→ **RECORDS SUPPLIED**:
━━━━━━━━━━━━━━━━━━━━

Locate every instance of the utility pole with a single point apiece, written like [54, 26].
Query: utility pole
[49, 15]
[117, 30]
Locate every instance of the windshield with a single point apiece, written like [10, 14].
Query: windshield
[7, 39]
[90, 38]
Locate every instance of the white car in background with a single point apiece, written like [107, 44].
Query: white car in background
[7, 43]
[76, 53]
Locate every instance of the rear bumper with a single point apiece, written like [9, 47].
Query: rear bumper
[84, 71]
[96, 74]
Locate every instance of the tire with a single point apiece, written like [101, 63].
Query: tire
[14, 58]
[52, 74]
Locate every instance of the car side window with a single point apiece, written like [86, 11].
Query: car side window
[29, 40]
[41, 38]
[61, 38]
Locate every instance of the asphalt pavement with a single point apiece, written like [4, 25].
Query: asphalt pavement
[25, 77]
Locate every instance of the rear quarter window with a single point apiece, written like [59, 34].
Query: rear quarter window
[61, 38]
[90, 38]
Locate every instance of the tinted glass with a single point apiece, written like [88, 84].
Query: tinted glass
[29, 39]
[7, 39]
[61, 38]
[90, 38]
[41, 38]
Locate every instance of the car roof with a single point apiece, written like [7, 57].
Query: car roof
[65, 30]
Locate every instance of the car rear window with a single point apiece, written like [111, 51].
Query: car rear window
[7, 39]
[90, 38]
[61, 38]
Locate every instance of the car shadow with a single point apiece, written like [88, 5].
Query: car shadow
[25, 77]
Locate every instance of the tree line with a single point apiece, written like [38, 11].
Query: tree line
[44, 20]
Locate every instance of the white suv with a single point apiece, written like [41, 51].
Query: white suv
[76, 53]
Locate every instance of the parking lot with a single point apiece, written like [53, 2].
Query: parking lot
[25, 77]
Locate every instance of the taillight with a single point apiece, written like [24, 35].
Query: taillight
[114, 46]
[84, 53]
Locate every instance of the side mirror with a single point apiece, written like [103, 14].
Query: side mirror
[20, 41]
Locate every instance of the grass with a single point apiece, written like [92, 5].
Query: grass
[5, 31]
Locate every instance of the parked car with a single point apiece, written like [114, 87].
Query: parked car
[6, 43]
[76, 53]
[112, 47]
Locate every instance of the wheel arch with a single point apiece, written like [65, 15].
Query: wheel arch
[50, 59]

━━━━━━━━━━━━━━━━━━━━

Please set down the whole listing above without altering a single line.

Locate every instance of the utility pole with a single point apiece, written like [54, 26].
Query: utility pole
[49, 15]
[117, 30]
Locate every instance of the windshield with a single point apiece, written like [10, 14].
Query: windshield
[7, 39]
[90, 38]
Locate every instance of the white car in background with a single point apiece, written like [107, 44].
Query: white car in background
[7, 43]
[76, 53]
Locate every instance of the rear bumper with a single point apiece, written like [9, 47].
Query: rear bumper
[84, 71]
[96, 74]
Locate every instance of the tire with a single point apiece, written like [101, 63].
Query: tire
[14, 58]
[52, 74]
Locate every instance of the car side window with a single point apiece, written like [86, 11].
Query: car side window
[29, 40]
[41, 38]
[61, 38]
Locate every instance of the asphalt pavement with a single point apiece, written like [4, 25].
Query: asphalt pavement
[25, 77]
Locate every instance of the rear quarter window with a single point apiece, written like [59, 34].
Query: rear quarter window
[61, 38]
[90, 38]
Locate every instance of the tinted glass with a single point apiece, written like [88, 84].
Query: tinted glass
[29, 39]
[7, 39]
[61, 38]
[90, 38]
[41, 38]
Locate every instance of the car roof with a single point apiece, written like [7, 57].
Query: car roof
[65, 30]
Locate every instance of the car rear window with a single point apiece, written like [111, 51].
Query: car rear window
[7, 39]
[90, 38]
[61, 38]
Locate every instance of the car shadow with a single point apiece, written like [88, 5].
Query: car shadow
[25, 77]
Locate every instance of the tree line with a single point apiece, written like [38, 11].
Query: tree line
[44, 20]
Locate every instance of the white suv with a single point apiece, written like [41, 51].
Query: white suv
[76, 53]
Locate every instance of the parking lot with a single point apiece, written like [53, 2].
Query: parking lot
[25, 77]
Locate every instance of the taillight with a single point apiece, written like [24, 35].
Query: taillight
[114, 46]
[84, 53]
Locate every instance of the side mirror with a single point apiece, written like [103, 14].
Query: side mirror
[20, 41]
Locate every instance of the grass with a single point apiece, written like [92, 5].
Query: grass
[5, 31]
Locate every instance of the parked car with a single point apiece, written like [114, 87].
Query: parked car
[6, 43]
[76, 53]
[112, 47]
Locate every instance of the wheel arch with a single point apiece, written like [65, 15].
Query: wheel arch
[50, 59]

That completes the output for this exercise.